◆ AIM OF THE EXERCISE:
Show all lines from the data that include the word "rolling".

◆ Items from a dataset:
##############################

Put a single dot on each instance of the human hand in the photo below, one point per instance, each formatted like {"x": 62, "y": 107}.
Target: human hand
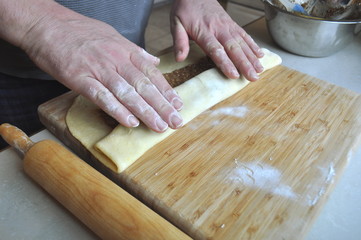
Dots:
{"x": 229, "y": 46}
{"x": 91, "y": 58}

##############################

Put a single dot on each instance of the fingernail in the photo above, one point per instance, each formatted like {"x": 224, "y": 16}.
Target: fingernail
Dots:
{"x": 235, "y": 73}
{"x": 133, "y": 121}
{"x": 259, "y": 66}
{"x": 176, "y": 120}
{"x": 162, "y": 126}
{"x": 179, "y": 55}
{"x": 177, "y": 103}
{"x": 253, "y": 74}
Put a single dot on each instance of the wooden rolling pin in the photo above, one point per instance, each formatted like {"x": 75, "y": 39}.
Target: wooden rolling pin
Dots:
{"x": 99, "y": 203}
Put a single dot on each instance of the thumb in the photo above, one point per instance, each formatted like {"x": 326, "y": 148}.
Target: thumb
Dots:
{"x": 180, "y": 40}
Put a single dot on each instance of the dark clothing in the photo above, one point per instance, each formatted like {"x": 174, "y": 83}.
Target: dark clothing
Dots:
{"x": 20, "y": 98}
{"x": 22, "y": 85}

##############################

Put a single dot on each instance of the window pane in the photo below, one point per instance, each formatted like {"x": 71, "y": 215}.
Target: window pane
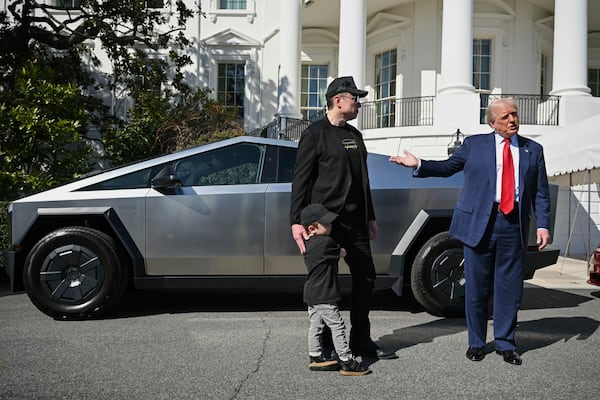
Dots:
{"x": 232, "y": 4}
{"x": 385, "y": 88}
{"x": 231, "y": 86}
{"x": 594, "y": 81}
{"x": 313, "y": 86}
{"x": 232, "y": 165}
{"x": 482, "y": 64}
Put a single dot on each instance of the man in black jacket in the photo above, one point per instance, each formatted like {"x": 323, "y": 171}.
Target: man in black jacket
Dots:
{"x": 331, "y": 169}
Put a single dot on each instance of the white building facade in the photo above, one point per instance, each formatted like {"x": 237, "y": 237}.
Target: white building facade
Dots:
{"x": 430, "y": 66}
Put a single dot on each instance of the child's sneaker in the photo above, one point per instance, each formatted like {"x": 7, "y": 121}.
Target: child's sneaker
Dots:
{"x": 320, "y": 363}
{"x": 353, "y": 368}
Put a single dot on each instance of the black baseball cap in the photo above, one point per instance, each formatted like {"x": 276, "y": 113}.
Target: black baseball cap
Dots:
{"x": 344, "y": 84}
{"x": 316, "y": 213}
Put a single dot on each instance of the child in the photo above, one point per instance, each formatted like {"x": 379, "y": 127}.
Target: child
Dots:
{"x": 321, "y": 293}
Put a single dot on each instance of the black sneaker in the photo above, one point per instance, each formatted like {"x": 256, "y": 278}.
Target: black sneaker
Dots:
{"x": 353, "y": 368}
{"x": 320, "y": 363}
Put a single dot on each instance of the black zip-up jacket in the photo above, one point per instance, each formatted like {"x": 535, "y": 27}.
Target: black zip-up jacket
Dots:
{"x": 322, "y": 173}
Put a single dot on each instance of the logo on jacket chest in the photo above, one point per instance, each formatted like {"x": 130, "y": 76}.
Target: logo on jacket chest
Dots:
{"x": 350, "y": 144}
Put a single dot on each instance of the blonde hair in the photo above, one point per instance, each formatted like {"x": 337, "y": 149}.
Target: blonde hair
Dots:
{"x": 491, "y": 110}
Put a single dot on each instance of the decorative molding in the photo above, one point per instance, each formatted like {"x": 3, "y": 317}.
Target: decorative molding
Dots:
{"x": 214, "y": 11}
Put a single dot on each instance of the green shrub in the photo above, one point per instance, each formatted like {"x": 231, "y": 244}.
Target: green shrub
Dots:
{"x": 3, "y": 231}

##############################

◆ PROBLEM SOLUTION:
Put a single dot on each instance of the wooden rolling pin in the photo above, one point per instance, each formatted like {"x": 75, "y": 39}.
Target: wooden rolling pin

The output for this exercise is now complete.